* [WHAT YOU NEED TO DO]
The required output is the line that contains "[(52, 67), (123, 138)]" and every line after it, each written out exactly, up to the end of the entries.

[Natural-language object grounding data]

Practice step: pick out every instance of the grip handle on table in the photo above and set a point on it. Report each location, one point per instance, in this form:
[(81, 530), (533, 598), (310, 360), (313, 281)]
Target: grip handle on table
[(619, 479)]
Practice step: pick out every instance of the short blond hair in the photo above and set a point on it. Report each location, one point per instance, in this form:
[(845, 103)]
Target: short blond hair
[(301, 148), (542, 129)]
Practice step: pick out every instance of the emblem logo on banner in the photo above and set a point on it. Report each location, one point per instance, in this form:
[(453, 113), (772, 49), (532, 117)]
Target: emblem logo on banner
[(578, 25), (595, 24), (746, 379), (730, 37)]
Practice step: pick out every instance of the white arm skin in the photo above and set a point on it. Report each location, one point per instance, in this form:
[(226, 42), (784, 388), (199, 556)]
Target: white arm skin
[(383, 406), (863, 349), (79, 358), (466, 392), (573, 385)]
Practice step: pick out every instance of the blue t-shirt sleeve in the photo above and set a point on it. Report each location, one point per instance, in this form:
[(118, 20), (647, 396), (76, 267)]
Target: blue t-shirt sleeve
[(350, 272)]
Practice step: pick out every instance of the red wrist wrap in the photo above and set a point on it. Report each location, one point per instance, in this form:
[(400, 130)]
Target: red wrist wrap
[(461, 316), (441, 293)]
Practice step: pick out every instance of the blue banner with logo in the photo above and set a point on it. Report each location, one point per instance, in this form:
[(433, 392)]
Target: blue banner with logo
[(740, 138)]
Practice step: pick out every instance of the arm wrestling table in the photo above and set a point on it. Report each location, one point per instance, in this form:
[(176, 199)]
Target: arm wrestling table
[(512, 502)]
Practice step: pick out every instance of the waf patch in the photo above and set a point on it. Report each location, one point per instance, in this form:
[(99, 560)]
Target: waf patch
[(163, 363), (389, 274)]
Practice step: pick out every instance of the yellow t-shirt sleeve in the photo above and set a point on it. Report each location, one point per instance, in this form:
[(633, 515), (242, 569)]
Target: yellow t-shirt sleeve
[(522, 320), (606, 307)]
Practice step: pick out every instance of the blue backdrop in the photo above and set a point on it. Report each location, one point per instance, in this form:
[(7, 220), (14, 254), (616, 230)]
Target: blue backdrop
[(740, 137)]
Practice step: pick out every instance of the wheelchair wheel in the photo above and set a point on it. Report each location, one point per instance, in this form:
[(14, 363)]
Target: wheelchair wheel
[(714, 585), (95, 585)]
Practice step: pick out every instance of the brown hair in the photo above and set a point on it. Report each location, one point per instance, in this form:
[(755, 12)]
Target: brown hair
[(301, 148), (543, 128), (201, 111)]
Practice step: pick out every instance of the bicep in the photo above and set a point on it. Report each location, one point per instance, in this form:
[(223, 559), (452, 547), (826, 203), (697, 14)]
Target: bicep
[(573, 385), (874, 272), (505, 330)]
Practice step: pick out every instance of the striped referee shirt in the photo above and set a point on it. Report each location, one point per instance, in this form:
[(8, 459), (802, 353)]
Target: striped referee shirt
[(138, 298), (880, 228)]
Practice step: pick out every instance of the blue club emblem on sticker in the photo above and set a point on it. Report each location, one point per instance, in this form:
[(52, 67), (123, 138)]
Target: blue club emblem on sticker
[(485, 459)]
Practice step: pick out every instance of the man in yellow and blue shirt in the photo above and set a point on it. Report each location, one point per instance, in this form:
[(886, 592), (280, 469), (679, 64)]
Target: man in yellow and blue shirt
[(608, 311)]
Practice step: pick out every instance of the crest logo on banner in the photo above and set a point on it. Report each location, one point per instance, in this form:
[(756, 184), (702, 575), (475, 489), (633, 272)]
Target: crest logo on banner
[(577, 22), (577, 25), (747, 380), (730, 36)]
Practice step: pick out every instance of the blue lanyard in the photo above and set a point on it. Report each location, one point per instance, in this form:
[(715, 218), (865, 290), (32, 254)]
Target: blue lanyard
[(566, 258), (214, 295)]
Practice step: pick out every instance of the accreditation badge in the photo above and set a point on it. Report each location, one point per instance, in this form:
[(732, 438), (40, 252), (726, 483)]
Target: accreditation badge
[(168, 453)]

* [TASK RESULT]
[(52, 67), (123, 138)]
Target: blue club emblem on sticker
[(485, 459)]
Practice step: pick out every instance of the man in yellow and blue shirt in the photo above and set a point on it. Report each location, one point per instance, in this form:
[(886, 592), (280, 469), (679, 64)]
Target: man in yellow and blue shirt
[(608, 311)]
Practice step: pick out every instance of the crest logo on banner in the photo above and set a point on it. Report each location, one point per instance, in this form:
[(756, 184), (702, 575), (475, 489), (633, 272)]
Target: crest logo on banner
[(577, 22), (577, 25), (747, 380), (730, 36)]
Practice step: pick out every instance of the blue lanyard in the photo above and set a point on it. Report each location, one point per instance, in this form:
[(715, 218), (865, 290), (32, 254)]
Target: blue lanyard
[(566, 258), (214, 295)]
Practice step: pick out every instance of the accreditation badge in the photo above and set a point on it. Report each location, one point per instance, in this form:
[(732, 438), (40, 252), (726, 483)]
Target: accreditation badge
[(168, 453)]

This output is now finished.